# Tu tarea
En el texto extraído, explique en una a tres oraciones por qué se afirma que «La excepción camina a ciegas».

La lucha contra la corrupción, que “apenas comienza”, es muy similar a la librada contra las pandillas. Las dos son disparatadas. Las dos comenzaron tardíamente y por casualidad. Si las recién pasadas fiestas de agosto fueron “las más seguras de la historia”, el régimen de excepción ha cumplido su cometido. La guerra contra la corrupción enfiló al primer presidente de Arena. Aun cuando existen hechos para iniciar una investigación fiscal, el motivo es exclusivamente político. Muchos otros políticos y empresarios poseen bienes mal habidos, de los cuales, por coherencia, debieran también dar cuentas. Después de un compás de espera, la guerra reinició su actividad. Esta vez el blanco fue un asesor de seguridad de Bukele y varios diputados. Si fuera auténtica, debió haber comenzado al día siguiente de la toma de posesión de Bukele y este se habría esmerado en rendir cuentas de su gestión, no habría dado tregua a los corruptos anteriores ni tolerado la podredumbre actual.
Las acusaciones contra los nuevos objetivos son rocambolescas. Un doble agente en el seno del organismo de inteligencia estatal, que habría filtrado información al primer presidente del FMLN, a periodistas críticos y a varios extranjeros, deja muy mal parado a los operadores de la seguridad nacional. El doble agente es “descubierto” por denunciar a un diputado oficialista de traficar drogas. Limitación similar se observa en la primera guerra. La dictadura canta victoria, pero mantiene el régimen de excepción. Alega la existencia de “terroristas” debajo de las piedras, pero no sabe cuántos son ni bajo qué piedras se ocultan. Tampoco tiene claridad sobre la cantidad de homicidios. La excepción camina a ciegas. En un país tan seguro como el de Bukele, los portones de las colonias que impiden el libre paso debieran caer. Ese país ni siquiera es el más seguro del continente, sino el cuarto, después de Chile, Nicaragua y Paraguay.

# Datos de origen
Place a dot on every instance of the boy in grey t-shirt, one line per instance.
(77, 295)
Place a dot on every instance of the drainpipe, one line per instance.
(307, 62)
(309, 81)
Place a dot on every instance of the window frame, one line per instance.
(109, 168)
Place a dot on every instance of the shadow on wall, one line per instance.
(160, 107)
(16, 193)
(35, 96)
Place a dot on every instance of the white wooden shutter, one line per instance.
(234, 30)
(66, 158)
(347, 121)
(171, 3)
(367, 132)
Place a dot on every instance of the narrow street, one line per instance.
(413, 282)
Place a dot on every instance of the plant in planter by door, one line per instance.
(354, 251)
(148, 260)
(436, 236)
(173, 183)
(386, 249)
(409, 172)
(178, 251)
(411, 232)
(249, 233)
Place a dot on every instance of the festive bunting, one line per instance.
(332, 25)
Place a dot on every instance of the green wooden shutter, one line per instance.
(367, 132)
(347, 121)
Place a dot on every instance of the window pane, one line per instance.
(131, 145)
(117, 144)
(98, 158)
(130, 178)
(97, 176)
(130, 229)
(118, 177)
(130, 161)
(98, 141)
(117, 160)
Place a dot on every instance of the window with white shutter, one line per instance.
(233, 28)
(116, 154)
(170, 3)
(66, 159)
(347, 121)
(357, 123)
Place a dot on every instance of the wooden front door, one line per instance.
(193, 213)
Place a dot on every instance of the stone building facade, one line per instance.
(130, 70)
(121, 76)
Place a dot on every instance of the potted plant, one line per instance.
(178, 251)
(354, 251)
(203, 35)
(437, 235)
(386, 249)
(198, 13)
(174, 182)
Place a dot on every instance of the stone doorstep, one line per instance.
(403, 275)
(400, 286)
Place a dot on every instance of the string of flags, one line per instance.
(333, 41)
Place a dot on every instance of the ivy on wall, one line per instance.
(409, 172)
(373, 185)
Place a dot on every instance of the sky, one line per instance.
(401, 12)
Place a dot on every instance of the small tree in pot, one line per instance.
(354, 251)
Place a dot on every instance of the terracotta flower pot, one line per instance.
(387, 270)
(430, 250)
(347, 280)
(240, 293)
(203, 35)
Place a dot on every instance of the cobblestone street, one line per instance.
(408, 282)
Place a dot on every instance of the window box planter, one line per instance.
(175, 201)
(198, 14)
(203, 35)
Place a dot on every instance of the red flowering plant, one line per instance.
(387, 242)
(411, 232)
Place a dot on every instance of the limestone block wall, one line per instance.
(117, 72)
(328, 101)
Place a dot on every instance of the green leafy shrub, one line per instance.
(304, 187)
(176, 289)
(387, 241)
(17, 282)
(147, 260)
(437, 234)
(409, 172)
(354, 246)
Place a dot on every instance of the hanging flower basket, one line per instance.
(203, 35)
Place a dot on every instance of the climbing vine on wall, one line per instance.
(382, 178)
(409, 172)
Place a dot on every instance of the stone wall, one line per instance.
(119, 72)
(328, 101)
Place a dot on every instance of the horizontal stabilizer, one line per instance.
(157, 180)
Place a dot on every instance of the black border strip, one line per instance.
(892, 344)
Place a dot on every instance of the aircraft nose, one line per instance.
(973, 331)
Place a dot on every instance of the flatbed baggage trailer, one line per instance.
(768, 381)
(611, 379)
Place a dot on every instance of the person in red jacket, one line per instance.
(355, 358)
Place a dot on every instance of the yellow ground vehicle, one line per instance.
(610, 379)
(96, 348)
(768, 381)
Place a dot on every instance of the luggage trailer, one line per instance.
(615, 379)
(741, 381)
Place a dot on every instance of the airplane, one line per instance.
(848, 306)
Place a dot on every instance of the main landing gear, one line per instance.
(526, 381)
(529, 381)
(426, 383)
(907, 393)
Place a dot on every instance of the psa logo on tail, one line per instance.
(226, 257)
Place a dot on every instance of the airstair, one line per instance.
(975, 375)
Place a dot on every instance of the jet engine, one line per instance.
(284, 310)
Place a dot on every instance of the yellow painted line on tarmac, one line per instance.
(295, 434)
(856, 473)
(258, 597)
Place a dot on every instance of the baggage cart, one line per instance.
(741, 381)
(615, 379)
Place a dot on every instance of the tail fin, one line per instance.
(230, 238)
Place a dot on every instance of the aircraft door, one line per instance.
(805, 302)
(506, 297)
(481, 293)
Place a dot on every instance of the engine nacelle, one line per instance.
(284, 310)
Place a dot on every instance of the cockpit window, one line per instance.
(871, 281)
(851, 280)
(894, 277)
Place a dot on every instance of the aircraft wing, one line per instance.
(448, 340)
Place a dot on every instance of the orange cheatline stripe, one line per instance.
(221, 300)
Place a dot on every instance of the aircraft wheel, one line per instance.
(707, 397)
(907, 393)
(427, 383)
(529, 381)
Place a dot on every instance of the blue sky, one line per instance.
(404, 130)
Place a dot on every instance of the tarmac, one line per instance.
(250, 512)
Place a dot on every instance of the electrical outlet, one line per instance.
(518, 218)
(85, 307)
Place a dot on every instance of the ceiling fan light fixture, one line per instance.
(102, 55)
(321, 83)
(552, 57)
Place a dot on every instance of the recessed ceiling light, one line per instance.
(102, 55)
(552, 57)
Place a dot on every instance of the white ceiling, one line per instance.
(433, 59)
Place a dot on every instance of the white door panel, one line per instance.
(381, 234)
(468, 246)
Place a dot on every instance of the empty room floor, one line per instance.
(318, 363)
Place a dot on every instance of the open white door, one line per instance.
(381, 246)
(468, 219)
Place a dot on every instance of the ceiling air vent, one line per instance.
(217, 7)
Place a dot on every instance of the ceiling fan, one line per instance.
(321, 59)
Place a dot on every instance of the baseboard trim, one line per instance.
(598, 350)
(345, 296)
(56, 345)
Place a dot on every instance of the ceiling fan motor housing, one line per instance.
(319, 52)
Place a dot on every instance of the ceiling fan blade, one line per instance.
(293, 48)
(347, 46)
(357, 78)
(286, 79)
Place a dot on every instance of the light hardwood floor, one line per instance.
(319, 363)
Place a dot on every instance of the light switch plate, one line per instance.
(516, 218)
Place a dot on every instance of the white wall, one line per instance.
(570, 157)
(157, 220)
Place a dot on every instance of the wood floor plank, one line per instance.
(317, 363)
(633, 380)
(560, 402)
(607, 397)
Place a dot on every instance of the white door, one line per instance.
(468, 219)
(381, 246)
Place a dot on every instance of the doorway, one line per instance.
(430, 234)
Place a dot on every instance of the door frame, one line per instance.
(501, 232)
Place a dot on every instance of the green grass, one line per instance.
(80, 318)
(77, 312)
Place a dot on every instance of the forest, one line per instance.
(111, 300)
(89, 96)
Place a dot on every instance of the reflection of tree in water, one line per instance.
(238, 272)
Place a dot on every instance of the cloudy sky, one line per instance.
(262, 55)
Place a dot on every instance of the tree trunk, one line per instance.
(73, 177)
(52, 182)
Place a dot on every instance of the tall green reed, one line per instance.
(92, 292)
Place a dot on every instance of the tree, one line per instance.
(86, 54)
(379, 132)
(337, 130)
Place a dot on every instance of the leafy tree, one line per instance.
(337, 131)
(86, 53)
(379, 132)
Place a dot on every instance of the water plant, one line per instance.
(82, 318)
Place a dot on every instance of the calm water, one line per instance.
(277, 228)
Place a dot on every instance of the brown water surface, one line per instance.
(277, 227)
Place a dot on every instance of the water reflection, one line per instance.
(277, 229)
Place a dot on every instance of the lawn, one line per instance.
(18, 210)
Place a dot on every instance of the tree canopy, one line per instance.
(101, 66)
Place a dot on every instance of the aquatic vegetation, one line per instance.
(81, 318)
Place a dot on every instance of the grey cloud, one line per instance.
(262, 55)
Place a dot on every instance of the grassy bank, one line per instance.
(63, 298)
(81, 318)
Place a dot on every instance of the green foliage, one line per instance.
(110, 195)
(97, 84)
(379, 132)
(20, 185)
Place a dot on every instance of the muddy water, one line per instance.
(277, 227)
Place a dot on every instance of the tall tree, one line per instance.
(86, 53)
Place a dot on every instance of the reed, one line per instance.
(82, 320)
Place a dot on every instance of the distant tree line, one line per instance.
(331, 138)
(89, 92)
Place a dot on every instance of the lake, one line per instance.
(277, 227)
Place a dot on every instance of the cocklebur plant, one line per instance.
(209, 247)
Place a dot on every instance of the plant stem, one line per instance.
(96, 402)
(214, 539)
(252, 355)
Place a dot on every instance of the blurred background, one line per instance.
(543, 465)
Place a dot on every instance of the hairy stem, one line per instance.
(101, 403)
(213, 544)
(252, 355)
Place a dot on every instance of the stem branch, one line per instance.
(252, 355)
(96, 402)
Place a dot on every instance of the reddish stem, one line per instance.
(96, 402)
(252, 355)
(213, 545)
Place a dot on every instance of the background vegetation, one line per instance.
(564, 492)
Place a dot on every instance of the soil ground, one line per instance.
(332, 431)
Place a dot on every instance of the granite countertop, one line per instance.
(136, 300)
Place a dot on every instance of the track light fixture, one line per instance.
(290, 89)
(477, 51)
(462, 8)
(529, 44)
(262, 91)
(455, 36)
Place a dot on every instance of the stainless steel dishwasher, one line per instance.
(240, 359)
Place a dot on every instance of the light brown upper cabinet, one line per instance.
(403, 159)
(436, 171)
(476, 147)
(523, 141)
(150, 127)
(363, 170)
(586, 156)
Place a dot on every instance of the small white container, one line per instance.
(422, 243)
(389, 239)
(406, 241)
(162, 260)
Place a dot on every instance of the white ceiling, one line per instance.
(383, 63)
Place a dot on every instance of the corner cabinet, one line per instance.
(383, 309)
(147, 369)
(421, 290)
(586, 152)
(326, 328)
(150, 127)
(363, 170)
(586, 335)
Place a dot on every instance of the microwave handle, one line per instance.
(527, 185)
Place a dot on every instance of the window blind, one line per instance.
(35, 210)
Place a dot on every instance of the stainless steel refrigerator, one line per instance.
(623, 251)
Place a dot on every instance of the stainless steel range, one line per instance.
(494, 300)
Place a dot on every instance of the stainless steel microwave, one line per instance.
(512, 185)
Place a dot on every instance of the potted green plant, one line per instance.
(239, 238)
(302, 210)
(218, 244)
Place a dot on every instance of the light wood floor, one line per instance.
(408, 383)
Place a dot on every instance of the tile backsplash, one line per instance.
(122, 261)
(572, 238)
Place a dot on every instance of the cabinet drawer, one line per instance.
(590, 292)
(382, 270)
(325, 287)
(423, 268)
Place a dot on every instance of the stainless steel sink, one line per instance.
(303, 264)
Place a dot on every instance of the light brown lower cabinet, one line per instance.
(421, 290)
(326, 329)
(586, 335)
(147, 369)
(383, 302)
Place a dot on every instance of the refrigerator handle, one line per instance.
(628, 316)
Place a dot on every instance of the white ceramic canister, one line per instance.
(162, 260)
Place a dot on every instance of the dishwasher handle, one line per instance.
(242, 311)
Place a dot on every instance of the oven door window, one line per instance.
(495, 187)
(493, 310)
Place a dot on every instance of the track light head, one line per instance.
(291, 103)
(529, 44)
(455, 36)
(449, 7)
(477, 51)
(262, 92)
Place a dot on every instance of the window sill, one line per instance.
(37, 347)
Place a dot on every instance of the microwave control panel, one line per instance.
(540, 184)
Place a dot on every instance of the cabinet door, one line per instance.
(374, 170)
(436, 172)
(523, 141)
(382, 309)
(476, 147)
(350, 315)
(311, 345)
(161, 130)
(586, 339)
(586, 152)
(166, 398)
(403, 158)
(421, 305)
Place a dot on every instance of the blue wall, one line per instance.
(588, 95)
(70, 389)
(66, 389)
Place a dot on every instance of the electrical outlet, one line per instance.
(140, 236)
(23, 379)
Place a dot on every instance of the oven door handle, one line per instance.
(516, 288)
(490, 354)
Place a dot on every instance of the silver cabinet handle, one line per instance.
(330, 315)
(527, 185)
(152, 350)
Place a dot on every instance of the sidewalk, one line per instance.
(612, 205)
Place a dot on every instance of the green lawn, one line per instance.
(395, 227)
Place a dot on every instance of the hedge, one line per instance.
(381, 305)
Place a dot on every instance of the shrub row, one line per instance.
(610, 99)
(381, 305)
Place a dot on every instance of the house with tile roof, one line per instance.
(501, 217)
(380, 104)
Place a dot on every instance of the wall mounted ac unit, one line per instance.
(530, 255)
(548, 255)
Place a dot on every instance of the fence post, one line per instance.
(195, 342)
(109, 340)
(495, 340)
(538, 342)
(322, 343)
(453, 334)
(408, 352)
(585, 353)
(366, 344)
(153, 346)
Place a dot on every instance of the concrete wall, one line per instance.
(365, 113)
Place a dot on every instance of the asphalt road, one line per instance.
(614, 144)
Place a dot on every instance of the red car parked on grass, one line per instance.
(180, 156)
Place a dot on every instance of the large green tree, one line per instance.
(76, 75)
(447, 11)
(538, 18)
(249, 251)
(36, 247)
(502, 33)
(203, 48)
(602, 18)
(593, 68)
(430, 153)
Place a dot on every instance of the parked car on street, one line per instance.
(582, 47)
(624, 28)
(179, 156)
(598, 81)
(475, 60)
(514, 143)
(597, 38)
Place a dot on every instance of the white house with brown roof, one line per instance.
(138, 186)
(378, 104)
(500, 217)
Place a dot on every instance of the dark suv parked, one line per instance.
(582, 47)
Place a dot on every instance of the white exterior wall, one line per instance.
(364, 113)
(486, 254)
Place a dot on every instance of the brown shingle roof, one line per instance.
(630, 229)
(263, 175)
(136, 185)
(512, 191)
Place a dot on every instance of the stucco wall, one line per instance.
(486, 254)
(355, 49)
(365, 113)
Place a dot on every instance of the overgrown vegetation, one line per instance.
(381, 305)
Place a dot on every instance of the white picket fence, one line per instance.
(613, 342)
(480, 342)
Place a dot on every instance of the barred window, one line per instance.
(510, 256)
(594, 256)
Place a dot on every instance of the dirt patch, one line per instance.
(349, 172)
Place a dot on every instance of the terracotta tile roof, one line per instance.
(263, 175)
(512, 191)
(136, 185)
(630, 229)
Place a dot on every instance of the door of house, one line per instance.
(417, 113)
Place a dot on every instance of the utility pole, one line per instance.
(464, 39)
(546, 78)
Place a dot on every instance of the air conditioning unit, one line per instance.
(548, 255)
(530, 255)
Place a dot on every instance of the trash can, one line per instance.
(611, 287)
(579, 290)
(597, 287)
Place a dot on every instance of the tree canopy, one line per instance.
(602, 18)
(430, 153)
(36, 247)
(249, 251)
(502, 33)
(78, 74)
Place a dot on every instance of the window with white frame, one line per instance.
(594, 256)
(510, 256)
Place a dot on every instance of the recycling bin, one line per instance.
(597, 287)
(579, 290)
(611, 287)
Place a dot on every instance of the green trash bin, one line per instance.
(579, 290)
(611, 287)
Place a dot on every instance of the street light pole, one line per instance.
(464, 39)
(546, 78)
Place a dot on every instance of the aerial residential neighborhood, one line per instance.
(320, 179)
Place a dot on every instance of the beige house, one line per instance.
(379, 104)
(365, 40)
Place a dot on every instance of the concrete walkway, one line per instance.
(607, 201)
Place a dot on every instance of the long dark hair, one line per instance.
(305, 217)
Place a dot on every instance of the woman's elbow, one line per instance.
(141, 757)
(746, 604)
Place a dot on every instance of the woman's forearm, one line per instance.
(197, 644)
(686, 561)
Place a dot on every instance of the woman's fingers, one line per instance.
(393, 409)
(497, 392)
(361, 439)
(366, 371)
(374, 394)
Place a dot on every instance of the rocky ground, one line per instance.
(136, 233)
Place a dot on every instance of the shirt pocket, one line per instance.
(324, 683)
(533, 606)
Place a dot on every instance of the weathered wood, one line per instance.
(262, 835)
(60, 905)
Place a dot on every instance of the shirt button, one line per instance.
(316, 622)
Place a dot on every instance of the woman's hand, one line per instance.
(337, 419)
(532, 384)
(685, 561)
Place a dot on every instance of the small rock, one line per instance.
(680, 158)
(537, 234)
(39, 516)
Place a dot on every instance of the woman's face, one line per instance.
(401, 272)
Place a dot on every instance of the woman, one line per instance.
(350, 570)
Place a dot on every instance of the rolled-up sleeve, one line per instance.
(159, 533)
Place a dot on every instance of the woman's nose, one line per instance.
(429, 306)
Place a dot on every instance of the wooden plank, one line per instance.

# Espacio de respuesta
La dictadura alega que hay «terroristas» debajo de las piedras, pero no sabe cuántos son ni bajo qué piedras se ocultan. Tampoco tiene claridad sobre la cantidad de homicidios.